:: Supplied material

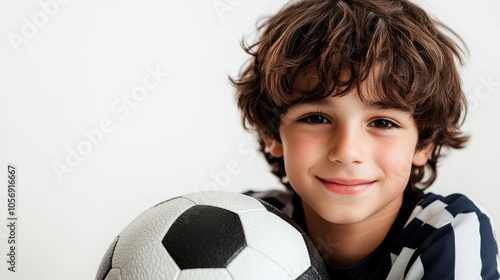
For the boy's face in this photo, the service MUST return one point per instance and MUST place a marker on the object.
(348, 159)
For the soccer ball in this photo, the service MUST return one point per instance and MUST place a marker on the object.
(212, 235)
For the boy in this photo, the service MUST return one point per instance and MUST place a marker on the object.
(353, 101)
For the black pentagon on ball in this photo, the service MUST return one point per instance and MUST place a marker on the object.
(205, 237)
(317, 270)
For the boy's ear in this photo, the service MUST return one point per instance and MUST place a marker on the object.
(274, 146)
(421, 156)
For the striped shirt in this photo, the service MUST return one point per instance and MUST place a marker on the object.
(433, 237)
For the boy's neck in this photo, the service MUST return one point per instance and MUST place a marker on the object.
(345, 245)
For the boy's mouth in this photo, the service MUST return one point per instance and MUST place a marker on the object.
(346, 186)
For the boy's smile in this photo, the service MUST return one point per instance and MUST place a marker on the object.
(349, 159)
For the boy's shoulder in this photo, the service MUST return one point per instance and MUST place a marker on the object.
(437, 210)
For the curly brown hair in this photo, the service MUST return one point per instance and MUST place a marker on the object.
(416, 63)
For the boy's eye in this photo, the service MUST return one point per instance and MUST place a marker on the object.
(315, 119)
(383, 123)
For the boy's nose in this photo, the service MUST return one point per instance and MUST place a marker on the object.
(346, 146)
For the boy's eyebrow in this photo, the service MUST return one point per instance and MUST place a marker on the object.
(384, 106)
(368, 104)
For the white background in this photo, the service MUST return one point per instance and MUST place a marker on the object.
(63, 76)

::::

Aim of the task: Please rewrite the listing above with "service" swapped for "tool" throughout, keeping everything else unchanged. Leave the pictures out of your answer.

Task response:
For the boy's face in this photo, the tool MUST return one point per instance and MUST place a marker on the object.
(348, 159)
For the soccer ball in this photo, the tool MUST return one point per instance and MUST place a marker on the object.
(212, 235)
For the boy in this photo, the tool MUST return one point per instance and MUST place a marker on the object.
(353, 101)
For the black pentagon on ball in this photo, the tool MUST return one point per instance and MUST place a marker on the object.
(205, 237)
(317, 270)
For the boy's ear in this photo, the tool MUST return one point per instance and MUST place a marker on the object.
(274, 146)
(421, 156)
For the striped shirt in this photo, the tool MUST return one point per instance and MUST place a marker on the object.
(433, 237)
For the boy's neck in this photo, the tool MUST return one point per instance and MUST place a marker on the object.
(345, 245)
For the boy's mouth in this photo, the tool MUST return one point per instance and MUST place a marker on the object.
(346, 186)
For the boy's smile in this photo, the tool MUST return one point per instance and MUST place a marker on the object.
(349, 159)
For the boy's shoulder in this photo, the tool MUST return one point per instance and MUST place a marker on the object.
(437, 210)
For the curly brown hair in this photo, the tool MUST return one point per instance and MUST place a marker on the object.
(416, 63)
For the boy's eye in this photo, the tool MUST return one point per instance and MUST place a marker on the object.
(315, 119)
(383, 123)
For the boy's nose in this photo, the tool MUST return one point per instance and MUST place a marker on the object.
(346, 146)
For the boy's eyebrow in this photo, the tool MUST return one point per instance and MUST place a marker on the object.
(384, 106)
(368, 104)
For the white background in this photo, the tool MUST return one point per instance and MUST place a marker on the object.
(63, 76)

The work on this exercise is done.